== Your goal ==
Output every one of the items below verbatim, leaving out the pictures.

Point annotation dataset records
• • • • •

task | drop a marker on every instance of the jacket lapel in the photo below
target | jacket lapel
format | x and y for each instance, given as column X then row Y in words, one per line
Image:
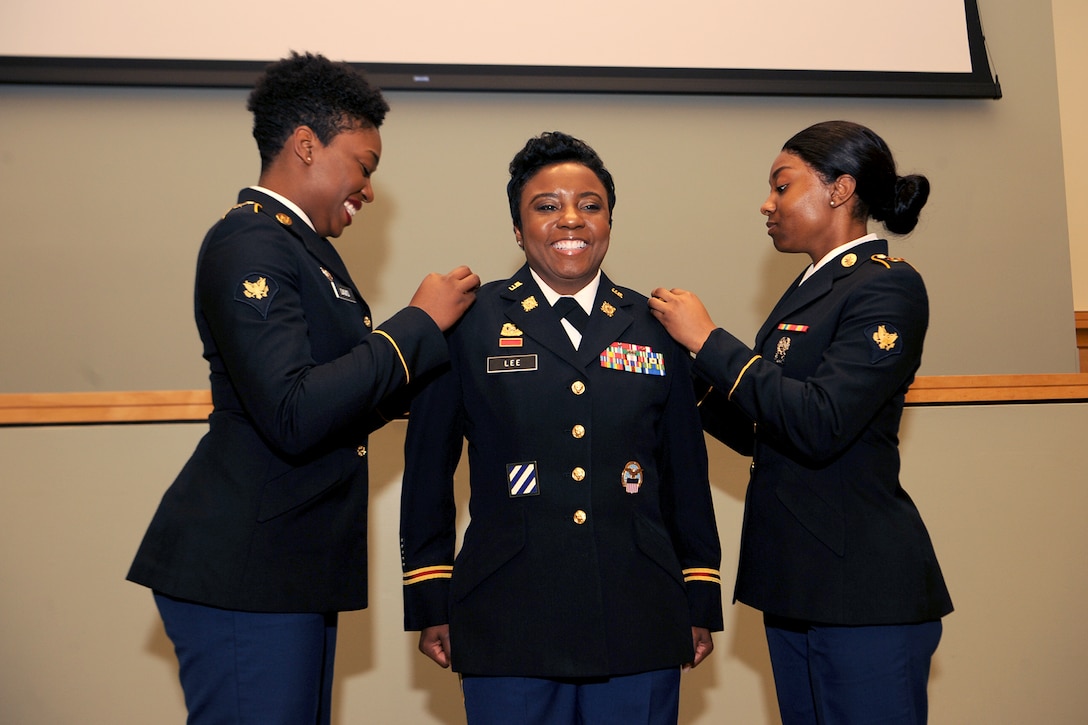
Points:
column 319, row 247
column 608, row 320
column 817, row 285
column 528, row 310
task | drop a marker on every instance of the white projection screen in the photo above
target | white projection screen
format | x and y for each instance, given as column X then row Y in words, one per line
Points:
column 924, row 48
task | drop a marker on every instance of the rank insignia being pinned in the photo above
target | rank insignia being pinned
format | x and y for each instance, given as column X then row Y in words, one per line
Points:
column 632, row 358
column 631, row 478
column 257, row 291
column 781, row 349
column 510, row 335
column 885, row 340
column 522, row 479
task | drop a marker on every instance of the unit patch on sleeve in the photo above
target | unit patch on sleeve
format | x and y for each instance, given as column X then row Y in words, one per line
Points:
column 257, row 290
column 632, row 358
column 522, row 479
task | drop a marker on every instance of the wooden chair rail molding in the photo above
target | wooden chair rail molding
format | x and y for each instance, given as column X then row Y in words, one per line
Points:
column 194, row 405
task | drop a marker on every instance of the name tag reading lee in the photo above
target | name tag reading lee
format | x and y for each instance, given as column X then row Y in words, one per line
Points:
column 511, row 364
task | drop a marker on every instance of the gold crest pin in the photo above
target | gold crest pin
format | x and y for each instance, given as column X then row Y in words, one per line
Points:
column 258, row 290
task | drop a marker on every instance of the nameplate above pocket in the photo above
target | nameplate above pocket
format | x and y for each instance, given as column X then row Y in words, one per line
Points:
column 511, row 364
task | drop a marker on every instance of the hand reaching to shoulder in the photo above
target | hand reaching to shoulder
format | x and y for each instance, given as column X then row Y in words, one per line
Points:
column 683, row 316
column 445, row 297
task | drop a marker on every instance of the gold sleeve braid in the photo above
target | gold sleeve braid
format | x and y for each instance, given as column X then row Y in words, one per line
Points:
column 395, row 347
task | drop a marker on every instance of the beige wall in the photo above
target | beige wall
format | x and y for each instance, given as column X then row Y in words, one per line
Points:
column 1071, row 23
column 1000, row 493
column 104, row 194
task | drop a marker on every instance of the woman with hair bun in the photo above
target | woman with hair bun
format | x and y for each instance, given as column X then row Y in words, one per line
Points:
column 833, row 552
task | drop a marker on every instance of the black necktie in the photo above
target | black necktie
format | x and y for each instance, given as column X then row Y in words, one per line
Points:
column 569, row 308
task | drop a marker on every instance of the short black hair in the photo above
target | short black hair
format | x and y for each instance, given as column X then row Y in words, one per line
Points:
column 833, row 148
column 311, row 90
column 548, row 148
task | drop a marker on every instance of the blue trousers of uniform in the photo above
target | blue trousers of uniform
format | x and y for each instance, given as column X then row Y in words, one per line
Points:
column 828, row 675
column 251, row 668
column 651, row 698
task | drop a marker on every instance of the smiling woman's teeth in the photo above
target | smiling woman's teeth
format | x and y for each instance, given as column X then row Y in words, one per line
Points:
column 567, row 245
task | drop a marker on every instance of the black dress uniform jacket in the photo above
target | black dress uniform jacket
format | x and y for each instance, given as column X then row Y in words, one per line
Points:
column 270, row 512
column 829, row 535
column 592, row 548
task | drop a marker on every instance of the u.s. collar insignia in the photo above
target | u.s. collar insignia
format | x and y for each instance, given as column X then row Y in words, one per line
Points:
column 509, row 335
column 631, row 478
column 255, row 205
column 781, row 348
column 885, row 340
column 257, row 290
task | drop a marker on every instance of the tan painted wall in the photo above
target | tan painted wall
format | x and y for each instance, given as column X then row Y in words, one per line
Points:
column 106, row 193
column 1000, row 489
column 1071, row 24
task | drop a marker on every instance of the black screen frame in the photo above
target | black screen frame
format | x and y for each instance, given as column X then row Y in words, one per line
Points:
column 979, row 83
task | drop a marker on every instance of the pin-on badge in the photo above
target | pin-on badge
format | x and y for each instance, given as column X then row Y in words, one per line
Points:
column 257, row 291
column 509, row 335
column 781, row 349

• • • • •

== Full output ==
task | drop a marker on every instance of the jacket lapel in the photo below
target | jacket lapel
format | x and y for each instance, given as column X then row Y in words, one per line
Image:
Points:
column 319, row 247
column 608, row 320
column 817, row 285
column 528, row 310
task | drop a marker on every instance of the white projection screen in the photo above
target | white projection screen
format | x and y for each instance, given as column X then row Y in words, one per line
Points:
column 924, row 48
task | drop a marker on every instance of the rank insignia being pinned in the photo above
target | rank insignia being pinned
format | x and y for each instance, given as column X then row Y in words, one per line
Points:
column 632, row 358
column 631, row 478
column 257, row 291
column 781, row 349
column 510, row 335
column 885, row 340
column 522, row 479
task | drop a marker on every instance of the unit patch on sleeve in the photo above
target | unit patch on sleeve
format | x and y for each instance, given as column X then row Y in words, one per line
Points:
column 257, row 290
column 632, row 358
column 522, row 479
task | drop a marker on every instance of the wooden chair rail molding in the photo above
target | wooden chair rail molding
format | x and y for each instance, given as column X then row Y in words, one per line
Points:
column 194, row 405
task | drop a marker on every instance of the name tag reading lee in the photo above
target | name tag reading lee
format | x and y for each instance, given as column X then row Y in words, one per line
Points:
column 511, row 364
task | drop a marker on every instance of the gold crest pin in the photo above
target | gold crest pin
format | x and y for each instance, given as column X then row Y in words, one per line
Points:
column 258, row 290
task | drop a marker on every instance of the nameplate above pocket in the photo above
target | nameplate above pocket
format | x and y for each instance, given as column X then row Y in words, one per line
Points:
column 511, row 364
task | drop a marker on every instance of the hand reaching to shoulder in the photo above
target | hand reaching to shoulder
format | x and y for each instance, given as column X then row Y in words, one per line
Points:
column 683, row 316
column 445, row 297
task | drop a marker on every instance of the gold sleeve braid in the photo above
target | gold sleeve braid
format | x and y for each instance, given as column X then row Y in words, one per line
Points:
column 395, row 347
task | drop a marker on every instance of the beige wall in the photo above
target | beige wall
format | x and y for each instance, given as column X then row Y in words, one per line
Points:
column 1071, row 23
column 1000, row 493
column 104, row 194
task | drop a marker on every instance of the woman with hair bun in the photo above
target | woman with hair bun
format | x and y for each instance, given as column X then row Y in words, one per line
Points:
column 833, row 552
task | drop a marker on every instance of the black necktie in the photo above
target | black necktie
format | x and y for each instance, given as column X then row Y in words, one per line
Points:
column 569, row 308
task | drop a marker on every instance of the short black hair in the photo above
target | short black hair
format | x and y for each instance, given as column X then row Y in words, one per line
Points:
column 833, row 148
column 311, row 90
column 548, row 148
task | drop a marker on every instance of the blue trousers of uniform in the photo above
target | blue trousers of uniform
format | x and y for each instance, given as column X then row Y in words, one per line
Points:
column 828, row 675
column 251, row 668
column 651, row 698
task | drop a marker on every instance of the smiling woman's teeth in the photo above
target | smiling woman's teeth
format | x and y for each instance, given as column X then row Y in words, one per line
Points:
column 567, row 245
task | drop a marker on every instance of the black dress uniform jacket in the photo above
target | black dress uniform jacket
format | x and y for each instance, given as column X then row Y in words, one per line
Points:
column 270, row 512
column 829, row 535
column 592, row 548
task | drop a marker on every instance of the u.s. collar insignia in the photo above
target | u.s. collar insignia
format | x and y for each instance, given as column X then row Y in words, one per line
Points:
column 509, row 335
column 631, row 478
column 255, row 205
column 781, row 348
column 885, row 340
column 257, row 290
task | drop a marker on every instance of the tan painted wall in the photo above
target | tan painted wall
format | x and y for each instance, given as column X then row Y in words, one per line
Points:
column 106, row 193
column 1000, row 489
column 1071, row 24
task | drop a marker on every instance of the black screen frame in the photo above
target | black screen frame
format | x and y for each instance, given as column X then row Y in words, one per line
Points:
column 979, row 83
task | drop a marker on every instance of the pin-on badge in the photo above
target | pin-on badge
format | x and y for each instance, given as column X then row Y in words, one per line
Points:
column 257, row 291
column 509, row 335
column 781, row 349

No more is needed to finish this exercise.